# What this task involves:
Please count the lines in the records below that contain the string "white", and reply with that number alone.

[A run of records]
»»

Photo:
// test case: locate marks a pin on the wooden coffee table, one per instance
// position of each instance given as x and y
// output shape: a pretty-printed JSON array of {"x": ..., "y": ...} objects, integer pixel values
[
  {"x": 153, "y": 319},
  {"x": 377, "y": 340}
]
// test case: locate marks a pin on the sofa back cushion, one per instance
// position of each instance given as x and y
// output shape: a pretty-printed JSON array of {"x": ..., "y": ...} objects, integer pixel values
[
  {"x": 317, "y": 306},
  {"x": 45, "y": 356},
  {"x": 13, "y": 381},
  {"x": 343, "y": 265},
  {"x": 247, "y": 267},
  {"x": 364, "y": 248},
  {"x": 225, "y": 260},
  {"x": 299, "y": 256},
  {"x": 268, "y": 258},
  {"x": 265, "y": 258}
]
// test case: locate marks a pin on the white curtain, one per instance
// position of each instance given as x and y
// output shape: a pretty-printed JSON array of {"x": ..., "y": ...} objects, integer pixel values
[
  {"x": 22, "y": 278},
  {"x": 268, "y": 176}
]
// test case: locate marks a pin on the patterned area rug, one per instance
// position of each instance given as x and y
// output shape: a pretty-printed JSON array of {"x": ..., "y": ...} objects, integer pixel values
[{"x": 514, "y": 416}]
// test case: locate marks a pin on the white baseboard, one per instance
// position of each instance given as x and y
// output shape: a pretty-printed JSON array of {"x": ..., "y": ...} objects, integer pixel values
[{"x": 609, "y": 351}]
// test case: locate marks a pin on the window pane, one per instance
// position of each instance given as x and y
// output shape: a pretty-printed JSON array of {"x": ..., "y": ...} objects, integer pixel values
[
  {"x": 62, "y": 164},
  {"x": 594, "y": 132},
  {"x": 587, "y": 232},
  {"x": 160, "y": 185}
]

««
»»

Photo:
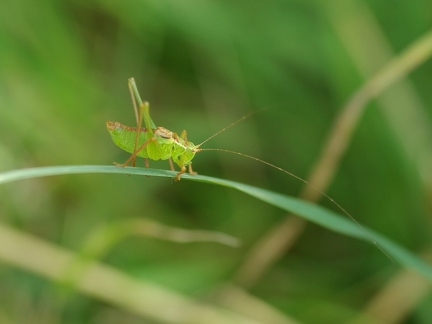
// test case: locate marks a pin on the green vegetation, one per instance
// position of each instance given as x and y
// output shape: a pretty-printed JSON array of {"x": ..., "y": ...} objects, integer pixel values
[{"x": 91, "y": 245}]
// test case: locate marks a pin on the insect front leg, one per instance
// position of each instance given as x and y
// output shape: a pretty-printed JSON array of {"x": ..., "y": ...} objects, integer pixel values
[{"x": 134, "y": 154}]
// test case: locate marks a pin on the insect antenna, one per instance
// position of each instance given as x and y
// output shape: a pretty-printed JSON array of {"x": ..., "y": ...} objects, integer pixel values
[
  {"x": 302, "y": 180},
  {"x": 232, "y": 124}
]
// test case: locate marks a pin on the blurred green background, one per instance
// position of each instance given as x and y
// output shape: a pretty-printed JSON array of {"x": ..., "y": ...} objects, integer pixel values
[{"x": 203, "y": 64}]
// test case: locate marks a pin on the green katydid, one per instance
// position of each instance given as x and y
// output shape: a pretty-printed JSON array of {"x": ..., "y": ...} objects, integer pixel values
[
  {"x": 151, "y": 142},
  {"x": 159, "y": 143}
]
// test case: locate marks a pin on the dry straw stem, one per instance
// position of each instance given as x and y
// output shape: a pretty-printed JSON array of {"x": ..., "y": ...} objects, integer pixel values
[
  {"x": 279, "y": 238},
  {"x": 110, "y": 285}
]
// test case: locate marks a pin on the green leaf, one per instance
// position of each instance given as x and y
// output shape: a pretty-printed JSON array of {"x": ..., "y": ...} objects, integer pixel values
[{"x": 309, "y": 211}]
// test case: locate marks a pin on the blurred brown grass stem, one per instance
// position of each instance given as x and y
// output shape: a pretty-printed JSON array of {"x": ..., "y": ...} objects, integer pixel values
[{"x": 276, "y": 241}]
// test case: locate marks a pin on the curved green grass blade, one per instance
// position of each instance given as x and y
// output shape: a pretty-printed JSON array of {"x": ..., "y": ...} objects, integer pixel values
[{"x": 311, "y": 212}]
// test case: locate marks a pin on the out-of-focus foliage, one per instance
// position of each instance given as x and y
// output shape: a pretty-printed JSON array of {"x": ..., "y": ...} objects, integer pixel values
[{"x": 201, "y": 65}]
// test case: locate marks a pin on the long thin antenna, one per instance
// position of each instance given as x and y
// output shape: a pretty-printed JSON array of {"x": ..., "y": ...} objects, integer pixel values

««

# Response:
2